Please report every line of the records below that contains the string "green", copying each such line in full. Case counts, so match only that exact capitalization.

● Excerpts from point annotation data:
— START —

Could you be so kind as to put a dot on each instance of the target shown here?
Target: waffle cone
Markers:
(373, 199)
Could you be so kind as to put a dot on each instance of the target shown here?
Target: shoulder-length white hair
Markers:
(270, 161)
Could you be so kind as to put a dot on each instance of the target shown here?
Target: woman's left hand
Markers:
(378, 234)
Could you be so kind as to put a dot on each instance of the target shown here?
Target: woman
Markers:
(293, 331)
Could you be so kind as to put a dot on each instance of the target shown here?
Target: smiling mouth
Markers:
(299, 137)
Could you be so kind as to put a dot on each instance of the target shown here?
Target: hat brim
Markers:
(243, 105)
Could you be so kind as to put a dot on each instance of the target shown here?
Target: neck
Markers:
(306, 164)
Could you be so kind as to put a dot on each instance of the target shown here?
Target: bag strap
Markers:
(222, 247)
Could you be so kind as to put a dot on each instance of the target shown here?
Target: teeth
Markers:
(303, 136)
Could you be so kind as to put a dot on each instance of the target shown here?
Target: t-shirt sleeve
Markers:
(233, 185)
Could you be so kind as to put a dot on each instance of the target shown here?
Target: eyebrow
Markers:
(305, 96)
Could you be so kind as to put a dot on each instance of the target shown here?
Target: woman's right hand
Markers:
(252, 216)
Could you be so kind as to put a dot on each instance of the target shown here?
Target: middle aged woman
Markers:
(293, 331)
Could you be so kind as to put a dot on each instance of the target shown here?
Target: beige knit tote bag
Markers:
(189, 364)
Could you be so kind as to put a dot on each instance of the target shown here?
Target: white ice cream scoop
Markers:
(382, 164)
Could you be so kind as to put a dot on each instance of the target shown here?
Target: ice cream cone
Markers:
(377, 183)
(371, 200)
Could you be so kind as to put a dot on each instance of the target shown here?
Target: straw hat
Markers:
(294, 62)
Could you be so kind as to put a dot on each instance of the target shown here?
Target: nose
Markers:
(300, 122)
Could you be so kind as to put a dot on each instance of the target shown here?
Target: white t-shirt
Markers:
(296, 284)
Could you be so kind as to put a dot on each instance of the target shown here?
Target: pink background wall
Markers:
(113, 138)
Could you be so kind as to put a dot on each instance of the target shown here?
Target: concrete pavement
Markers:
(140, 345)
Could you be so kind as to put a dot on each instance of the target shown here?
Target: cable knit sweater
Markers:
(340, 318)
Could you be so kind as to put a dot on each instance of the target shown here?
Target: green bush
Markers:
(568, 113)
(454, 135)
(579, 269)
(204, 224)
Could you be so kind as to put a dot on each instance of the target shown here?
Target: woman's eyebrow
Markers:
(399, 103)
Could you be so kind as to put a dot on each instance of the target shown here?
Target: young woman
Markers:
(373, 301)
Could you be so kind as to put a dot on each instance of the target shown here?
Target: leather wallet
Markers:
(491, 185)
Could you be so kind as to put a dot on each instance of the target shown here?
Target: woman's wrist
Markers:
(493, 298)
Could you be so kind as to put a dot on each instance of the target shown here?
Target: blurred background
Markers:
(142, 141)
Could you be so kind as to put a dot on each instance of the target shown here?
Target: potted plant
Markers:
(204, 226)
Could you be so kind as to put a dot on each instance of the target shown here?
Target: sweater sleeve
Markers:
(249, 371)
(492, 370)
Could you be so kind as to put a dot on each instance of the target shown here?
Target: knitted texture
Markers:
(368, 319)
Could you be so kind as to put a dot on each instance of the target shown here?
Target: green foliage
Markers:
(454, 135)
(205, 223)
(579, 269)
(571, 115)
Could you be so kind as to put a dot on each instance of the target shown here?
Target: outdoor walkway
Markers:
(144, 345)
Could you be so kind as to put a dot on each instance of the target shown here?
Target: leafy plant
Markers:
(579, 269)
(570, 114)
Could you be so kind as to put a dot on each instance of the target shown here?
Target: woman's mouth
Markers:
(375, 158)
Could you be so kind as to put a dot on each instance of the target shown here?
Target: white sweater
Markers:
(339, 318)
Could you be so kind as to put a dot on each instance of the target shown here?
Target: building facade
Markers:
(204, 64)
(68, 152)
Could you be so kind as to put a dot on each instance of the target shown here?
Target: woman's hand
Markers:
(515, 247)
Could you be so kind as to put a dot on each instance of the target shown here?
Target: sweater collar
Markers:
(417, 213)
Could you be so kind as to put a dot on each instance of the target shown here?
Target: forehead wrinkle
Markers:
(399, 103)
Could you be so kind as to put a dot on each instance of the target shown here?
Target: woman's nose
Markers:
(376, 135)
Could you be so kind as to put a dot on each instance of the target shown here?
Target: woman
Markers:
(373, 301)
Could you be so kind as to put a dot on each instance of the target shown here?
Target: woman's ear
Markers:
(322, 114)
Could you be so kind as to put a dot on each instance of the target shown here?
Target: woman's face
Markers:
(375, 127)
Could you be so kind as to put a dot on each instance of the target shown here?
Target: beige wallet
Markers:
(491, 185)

— END —

● Result of this task:
Target: green bush
Target: green foliage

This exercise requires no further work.